#### Required work
Format the lines from the one containing "fish in the image above." through the end of the records, both ends included, as a Markdown table with the columns "Row" and "Line", one row per line. Skip blank lines and omit the pictures.

-- Start Dataset content --

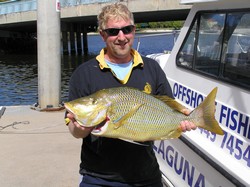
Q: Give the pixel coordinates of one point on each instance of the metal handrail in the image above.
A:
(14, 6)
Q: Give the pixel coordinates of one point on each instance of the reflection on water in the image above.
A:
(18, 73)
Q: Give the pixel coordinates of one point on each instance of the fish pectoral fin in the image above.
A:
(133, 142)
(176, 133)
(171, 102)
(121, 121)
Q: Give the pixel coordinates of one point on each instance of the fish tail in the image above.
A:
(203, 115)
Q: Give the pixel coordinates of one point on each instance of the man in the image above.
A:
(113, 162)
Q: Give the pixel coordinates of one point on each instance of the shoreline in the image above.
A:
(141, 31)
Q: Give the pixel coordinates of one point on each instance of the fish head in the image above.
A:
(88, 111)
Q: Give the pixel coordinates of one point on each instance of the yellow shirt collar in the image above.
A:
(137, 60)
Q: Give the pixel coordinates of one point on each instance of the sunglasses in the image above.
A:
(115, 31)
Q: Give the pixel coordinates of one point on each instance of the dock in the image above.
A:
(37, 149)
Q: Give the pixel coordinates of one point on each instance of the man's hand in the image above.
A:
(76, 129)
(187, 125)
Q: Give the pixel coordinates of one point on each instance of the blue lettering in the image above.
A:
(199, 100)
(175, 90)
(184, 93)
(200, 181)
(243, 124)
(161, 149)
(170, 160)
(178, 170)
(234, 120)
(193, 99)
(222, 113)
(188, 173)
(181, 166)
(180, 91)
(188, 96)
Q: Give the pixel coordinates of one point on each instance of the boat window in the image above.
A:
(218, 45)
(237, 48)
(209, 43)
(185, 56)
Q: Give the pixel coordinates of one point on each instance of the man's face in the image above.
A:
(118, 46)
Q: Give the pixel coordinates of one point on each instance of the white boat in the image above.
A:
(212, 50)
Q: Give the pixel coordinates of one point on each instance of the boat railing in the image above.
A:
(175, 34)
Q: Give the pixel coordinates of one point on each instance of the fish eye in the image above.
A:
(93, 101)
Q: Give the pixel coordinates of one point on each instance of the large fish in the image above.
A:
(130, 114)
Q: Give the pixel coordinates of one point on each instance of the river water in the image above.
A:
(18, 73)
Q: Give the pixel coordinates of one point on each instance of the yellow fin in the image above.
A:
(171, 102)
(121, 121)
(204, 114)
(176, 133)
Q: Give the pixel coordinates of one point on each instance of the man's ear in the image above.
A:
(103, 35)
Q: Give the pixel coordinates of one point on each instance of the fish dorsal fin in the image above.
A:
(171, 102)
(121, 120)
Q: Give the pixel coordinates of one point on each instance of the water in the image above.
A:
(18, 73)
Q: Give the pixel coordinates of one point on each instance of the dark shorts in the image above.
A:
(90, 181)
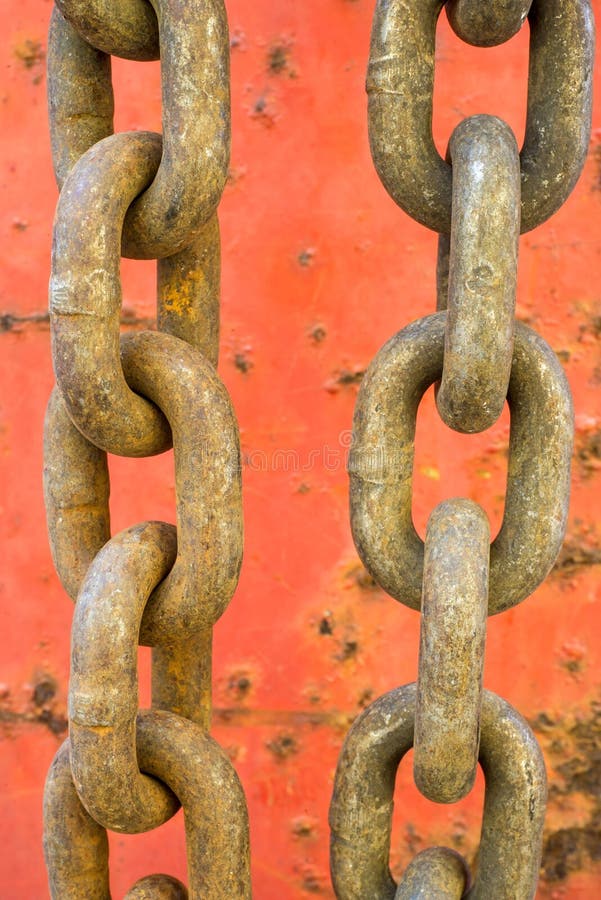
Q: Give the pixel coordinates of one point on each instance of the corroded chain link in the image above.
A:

-- End Dataset content --

#### Reply
| Row | Line |
|---|---|
| 1 | Q: Give the pixel coordinates of one point on each instance of the large fish in the image above. |
| 2 | A: |
| 3 | (130, 114) |
| 4 | Q: Give the pixel coordinates of one point on each instance of the river water in the image above. |
| 5 | A: |
| 6 | (18, 73) |
| 7 | Q: Give the pixel coordinates of one point on each instance of the yellow fin in the image above. |
| 8 | A: |
| 9 | (171, 102) |
| 10 | (121, 121) |
| 11 | (204, 114) |
| 12 | (176, 133) |
| 13 | Q: Give the pixel coordinates of one point on each instance of the man's ear in the image above. |
| 14 | A: |
| 15 | (103, 35) |
| 16 | Q: Give the pixel coordinates of one point on each instance of the fish dorsal fin in the image above. |
| 17 | A: |
| 18 | (171, 102) |
| 19 | (121, 120) |
| 20 | Q: Give the pixel coordinates of one point on each instance of the water in the image above. |
| 21 | A: |
| 22 | (18, 73) |
| 23 | Q: Give the pixel coordinates of one point on each instance of the dark shorts in the image above. |
| 24 | A: |
| 25 | (90, 181) |
| 26 | Q: Give the pixel coordinates of one point on each instance of the corroded chain link in the image above. |
| 27 | A: |